What this task involves.
Consider the entries given below. Count the lines that include "truck" and give only the count.
----------------------------------------
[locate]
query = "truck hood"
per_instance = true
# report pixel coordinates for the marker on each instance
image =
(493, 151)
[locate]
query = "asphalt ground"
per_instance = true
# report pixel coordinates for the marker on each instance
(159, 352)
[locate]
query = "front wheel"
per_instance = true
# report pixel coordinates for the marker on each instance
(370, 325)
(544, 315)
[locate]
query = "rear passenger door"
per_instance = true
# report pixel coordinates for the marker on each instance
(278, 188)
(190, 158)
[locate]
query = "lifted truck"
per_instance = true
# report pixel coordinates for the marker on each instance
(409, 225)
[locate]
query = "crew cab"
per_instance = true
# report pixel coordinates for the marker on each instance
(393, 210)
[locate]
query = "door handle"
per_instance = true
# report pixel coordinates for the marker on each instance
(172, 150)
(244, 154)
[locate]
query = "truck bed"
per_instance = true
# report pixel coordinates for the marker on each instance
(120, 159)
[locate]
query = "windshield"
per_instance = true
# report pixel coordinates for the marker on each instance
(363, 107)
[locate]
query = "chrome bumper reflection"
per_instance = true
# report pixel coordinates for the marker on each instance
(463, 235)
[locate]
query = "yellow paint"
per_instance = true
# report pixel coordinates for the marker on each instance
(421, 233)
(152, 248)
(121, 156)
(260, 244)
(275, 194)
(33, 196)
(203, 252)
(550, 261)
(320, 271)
----------------------------------------
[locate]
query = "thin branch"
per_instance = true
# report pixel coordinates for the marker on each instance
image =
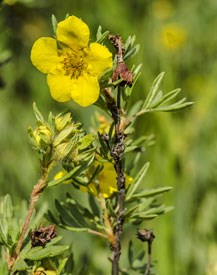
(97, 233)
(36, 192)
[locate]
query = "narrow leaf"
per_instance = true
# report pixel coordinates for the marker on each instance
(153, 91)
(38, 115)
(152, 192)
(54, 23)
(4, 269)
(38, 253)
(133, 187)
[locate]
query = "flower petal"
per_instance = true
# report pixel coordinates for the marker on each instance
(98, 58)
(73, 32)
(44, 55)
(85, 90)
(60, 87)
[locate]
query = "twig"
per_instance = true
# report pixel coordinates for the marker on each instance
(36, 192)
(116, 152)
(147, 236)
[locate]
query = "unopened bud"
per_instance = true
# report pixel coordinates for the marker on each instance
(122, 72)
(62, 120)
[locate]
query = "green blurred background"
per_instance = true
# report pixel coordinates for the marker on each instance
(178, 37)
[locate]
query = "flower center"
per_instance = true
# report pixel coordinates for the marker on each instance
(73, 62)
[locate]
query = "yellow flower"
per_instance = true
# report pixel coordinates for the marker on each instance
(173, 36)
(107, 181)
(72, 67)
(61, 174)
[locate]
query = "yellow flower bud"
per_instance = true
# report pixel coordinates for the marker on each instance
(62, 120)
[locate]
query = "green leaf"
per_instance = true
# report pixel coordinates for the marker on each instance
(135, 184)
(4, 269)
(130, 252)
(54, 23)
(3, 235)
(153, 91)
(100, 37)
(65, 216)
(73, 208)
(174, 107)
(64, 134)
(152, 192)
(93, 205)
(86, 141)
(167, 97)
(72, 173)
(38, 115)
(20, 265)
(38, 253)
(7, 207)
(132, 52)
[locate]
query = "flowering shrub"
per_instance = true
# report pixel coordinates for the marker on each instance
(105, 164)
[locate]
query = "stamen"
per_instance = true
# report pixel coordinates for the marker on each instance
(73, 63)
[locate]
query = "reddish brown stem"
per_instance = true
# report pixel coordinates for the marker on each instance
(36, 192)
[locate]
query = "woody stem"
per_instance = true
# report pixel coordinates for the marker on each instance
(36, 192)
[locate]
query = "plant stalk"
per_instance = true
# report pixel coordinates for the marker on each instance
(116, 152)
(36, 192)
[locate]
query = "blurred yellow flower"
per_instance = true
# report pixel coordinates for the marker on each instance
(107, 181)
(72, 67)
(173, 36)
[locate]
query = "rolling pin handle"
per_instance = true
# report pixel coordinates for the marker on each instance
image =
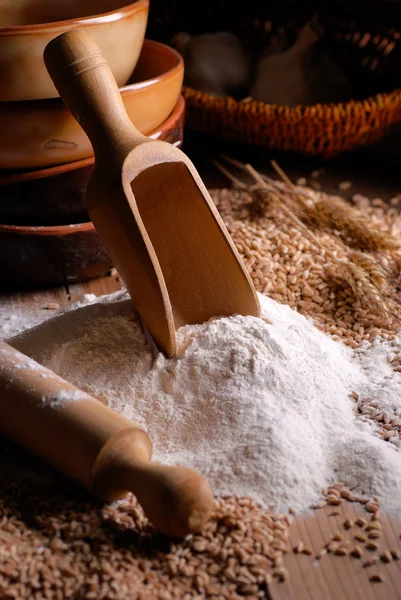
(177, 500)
----------------------------------------
Result of the task.
3